• REQUIRED WORK:
• 1. Duplicate the part of the passage on weather and migraine starting with "Why does weather" and going on through "trigger for migraine.".
• 2. In the passage on weather and migraine, what share of people with migraine identify weather as a reliable trigger?

• PAGE EXCERPT:
BEGIN

Reviewing a weather forecast could be more accurately described as reviewing a potential migraine forecast. When so many different types of weather can be responsible for triggering a migraine attack, checking this migraine forecast can help you plan for what the day might bring. 

Weather-related migraine triggers are wide and varied. Most people aren’t affected by all of them, but there are usually a couple of situations that will trigger those that are sensitive to weather. Approximately 40% of people with migraine identify weather as a reliable trigger.

Weather-related triggers include:

  • Barometric pressure changes
  • Bright sunny days
  • Significant changes in temperature during the day and season to season
  • Very hot or cold weather
  • Sun glare or somewhat cloudy days that enhance brightness of clouds
  • Snow glare
  • High humidity
  • Dry air
  • Windy or stormy weather
  • Lightning – especially within 25 miles of where you are (4)

Looking at all of these potentially migraine triggering weather conditions, you might wonder when weather isn’t a trigger! Stick with me while we explore why these particular conditions can trigger attacks and what steps might help mitigate some of weather’s effect on your migraine attacks. 

***While Migraine Strong writes about the latest in migraine treatments, this is not medical advice. We are patient educators and all information you read should be discussed with your doctor.

Why does weather trigger migraine?

There have been many studies done on daily and seasonal weather and its affect on migraine or headache. Some studies have found no correlation and others have noted specific weather patterns that can trigger migraine attacks. As with most things related to migraine, determining if weather is a trigger is complicated by not always being triggered by the same type of weather. It is likely a combination of factors that contribute to weather as a trigger for migraine. 

The Bucket Theory is one aspect of migraine management that is considered when migraine is brought on by weather. Other triggers that are already in our bucket could be at least partially responsible for weather getting the better of us. These triggers include things like lack of sleep, hormones, stress and food and beverages.

When weather changes are bearing down on us, that is the time for us to make sure we are on point controlling all of our other potential triggers. Ensuring that we use the Treatment Pie and stick to our sleep schedule, eat regularly, maintain hydration and reducing any other personal triggers can help lessen the triggering potential of weather. 

The Allay Lamp


Can barometric pressure changes forecast a migraine attack or a sinus headache?

Our sinuses (forehead, eye area and behind the nose) are made up of pockets of air. The pockets of air are at equilibrium with the atmosphere. When there are changes, it changes the pressure in the pockets of air in the sinuses. This sinus pressure is sometimes referred to as a sinus migraine. We have another article that explains how sinus headache is almost always migraine.

END

• SOURCE DATA:
BEGIN

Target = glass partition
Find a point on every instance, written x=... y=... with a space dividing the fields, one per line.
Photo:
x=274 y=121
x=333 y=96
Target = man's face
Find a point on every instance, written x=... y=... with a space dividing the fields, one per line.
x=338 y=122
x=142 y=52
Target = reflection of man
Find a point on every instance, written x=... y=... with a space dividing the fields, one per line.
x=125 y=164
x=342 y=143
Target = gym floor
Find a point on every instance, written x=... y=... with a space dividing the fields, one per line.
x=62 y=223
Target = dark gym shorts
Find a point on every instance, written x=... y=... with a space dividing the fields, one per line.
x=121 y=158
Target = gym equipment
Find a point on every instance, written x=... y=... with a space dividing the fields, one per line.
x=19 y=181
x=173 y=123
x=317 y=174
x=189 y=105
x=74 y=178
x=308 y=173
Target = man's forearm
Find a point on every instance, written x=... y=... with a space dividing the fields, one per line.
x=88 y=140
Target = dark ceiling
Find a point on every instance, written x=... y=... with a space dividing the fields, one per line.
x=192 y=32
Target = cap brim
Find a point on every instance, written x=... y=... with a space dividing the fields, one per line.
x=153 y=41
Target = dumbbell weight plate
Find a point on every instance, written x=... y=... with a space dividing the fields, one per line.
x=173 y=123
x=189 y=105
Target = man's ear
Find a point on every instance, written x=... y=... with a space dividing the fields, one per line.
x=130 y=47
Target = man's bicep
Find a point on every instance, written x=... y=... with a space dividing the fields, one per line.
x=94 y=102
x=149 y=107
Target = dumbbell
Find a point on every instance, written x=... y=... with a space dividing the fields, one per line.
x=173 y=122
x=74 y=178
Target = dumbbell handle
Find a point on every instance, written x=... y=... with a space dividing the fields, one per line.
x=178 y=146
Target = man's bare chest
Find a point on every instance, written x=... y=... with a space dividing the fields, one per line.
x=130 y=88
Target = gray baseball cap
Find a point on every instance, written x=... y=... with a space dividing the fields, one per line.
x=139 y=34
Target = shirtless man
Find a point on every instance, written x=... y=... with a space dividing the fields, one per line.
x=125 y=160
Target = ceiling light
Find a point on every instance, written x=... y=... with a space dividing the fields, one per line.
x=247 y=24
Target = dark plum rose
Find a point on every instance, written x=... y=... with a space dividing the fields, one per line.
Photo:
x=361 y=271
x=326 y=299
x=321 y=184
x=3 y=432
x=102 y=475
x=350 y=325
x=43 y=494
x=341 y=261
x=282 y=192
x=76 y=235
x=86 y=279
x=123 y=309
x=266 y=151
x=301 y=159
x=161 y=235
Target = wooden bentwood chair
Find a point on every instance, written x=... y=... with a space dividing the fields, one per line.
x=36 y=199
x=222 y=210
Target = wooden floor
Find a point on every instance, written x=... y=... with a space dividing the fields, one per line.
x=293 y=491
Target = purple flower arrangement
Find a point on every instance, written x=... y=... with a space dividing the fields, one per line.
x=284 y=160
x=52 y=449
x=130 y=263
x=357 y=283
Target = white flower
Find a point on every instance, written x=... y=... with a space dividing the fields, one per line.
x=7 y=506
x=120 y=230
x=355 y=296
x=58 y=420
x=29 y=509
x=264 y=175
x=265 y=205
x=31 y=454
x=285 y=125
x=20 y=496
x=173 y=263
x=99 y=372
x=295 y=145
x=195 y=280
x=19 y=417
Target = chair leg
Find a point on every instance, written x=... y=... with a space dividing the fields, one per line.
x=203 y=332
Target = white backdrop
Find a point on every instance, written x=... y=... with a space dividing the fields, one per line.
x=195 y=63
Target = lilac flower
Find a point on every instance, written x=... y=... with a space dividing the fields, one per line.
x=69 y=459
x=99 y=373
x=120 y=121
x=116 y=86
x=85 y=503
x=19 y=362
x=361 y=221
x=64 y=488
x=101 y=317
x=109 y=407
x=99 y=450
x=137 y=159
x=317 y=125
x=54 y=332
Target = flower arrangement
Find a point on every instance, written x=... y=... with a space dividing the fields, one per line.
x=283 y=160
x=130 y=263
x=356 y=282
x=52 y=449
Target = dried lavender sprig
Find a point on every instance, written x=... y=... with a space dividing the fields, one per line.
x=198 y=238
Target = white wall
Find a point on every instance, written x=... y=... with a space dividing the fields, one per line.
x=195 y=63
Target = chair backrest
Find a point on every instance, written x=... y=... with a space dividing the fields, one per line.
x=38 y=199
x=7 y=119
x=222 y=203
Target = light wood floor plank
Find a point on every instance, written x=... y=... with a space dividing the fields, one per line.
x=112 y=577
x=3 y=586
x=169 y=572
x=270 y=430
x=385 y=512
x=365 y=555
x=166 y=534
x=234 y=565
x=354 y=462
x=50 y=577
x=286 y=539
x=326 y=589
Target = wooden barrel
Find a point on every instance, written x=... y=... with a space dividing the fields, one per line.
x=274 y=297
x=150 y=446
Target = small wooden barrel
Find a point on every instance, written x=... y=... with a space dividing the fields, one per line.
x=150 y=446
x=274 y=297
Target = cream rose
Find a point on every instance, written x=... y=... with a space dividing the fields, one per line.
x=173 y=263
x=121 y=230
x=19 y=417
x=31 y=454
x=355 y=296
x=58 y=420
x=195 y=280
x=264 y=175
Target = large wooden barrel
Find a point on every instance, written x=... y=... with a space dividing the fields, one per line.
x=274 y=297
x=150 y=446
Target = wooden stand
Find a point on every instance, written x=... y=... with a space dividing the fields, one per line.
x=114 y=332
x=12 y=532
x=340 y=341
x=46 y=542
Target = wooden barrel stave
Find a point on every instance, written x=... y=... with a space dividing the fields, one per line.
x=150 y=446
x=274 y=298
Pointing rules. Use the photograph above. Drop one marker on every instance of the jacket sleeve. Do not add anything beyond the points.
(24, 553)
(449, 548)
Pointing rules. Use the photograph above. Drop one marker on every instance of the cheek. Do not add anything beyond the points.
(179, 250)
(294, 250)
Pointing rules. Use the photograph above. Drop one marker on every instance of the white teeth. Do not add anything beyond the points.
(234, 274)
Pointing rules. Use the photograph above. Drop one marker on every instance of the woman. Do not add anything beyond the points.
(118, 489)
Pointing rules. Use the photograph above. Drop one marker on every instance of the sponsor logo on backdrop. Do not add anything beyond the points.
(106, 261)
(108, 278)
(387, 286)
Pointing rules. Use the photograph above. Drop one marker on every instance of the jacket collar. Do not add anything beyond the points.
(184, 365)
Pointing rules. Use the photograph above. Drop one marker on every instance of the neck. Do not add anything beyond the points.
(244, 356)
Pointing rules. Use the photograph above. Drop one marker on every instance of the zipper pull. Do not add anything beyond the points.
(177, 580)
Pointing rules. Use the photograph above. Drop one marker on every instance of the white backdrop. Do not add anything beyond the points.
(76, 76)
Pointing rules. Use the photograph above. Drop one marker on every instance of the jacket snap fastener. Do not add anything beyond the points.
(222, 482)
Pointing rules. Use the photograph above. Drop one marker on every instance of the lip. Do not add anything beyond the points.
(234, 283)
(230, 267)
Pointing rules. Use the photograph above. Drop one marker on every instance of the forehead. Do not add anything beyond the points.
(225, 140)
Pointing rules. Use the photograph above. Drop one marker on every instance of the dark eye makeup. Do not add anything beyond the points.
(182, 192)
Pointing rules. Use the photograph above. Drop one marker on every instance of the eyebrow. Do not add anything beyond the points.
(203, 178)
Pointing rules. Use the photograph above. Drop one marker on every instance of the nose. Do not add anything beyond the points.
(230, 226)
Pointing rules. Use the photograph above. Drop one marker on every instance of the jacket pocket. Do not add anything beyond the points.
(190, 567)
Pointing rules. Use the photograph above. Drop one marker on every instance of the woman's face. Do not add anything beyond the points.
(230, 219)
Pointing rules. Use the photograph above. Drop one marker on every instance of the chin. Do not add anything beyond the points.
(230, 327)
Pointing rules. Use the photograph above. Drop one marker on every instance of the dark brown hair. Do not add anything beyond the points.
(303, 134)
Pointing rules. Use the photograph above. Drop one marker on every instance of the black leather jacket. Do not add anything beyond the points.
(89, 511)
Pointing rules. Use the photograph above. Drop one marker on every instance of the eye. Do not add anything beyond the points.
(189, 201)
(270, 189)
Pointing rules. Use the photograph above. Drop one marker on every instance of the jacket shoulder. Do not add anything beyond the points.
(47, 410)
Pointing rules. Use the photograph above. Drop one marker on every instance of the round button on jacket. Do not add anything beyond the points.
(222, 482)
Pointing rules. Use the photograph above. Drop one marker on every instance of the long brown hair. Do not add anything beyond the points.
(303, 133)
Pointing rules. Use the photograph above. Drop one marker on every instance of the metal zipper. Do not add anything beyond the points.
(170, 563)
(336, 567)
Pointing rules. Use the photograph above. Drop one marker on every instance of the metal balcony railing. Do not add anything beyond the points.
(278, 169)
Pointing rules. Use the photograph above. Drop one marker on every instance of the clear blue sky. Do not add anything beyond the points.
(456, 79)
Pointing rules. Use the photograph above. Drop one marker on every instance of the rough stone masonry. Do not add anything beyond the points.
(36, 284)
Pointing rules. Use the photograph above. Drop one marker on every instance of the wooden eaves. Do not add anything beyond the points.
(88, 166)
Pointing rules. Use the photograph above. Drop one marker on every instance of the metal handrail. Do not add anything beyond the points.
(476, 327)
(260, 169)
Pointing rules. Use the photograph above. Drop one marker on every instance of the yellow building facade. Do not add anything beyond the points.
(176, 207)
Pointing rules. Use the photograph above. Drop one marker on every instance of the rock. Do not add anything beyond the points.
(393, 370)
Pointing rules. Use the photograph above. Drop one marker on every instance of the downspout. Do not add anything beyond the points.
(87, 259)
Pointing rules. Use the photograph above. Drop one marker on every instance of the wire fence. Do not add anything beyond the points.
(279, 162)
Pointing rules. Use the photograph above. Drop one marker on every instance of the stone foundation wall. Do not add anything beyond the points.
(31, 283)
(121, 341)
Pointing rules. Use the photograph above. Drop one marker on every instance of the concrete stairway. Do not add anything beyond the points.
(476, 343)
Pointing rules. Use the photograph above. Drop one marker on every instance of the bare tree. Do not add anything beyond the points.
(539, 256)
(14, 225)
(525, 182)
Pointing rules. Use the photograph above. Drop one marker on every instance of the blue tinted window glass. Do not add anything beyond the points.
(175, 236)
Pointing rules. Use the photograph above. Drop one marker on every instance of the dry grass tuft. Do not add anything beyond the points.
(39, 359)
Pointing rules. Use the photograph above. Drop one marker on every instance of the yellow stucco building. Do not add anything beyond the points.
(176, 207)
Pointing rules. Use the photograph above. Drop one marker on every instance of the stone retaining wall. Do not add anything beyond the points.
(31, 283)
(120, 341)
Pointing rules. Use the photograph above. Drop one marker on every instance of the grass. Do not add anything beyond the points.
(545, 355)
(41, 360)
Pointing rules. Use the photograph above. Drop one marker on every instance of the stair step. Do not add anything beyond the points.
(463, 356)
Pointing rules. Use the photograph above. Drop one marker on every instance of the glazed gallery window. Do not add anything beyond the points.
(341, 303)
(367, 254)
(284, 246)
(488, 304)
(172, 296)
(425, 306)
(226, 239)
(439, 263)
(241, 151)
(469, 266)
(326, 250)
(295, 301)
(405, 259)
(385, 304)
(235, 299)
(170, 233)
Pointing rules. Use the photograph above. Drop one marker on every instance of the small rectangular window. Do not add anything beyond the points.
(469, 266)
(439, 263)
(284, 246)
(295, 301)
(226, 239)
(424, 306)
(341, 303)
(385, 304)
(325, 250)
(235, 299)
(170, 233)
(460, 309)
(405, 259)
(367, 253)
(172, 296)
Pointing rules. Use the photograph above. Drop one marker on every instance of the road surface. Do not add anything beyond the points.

END

• SOLUTIONS BY TASK:
• 1.
Why does weather trigger migraine?

There have been many studies done on daily and seasonal weather and its affect on migraine or headache. Some studies have found no correlation and others have noted specific weather patterns that can trigger migraine attacks. As with most things related to migraine, determining if weather is a trigger is complicated by not always being triggered by the same type of weather. It is likely a combination of factors that contribute to weather as a trigger for migraine.

• 2. Approximately 40%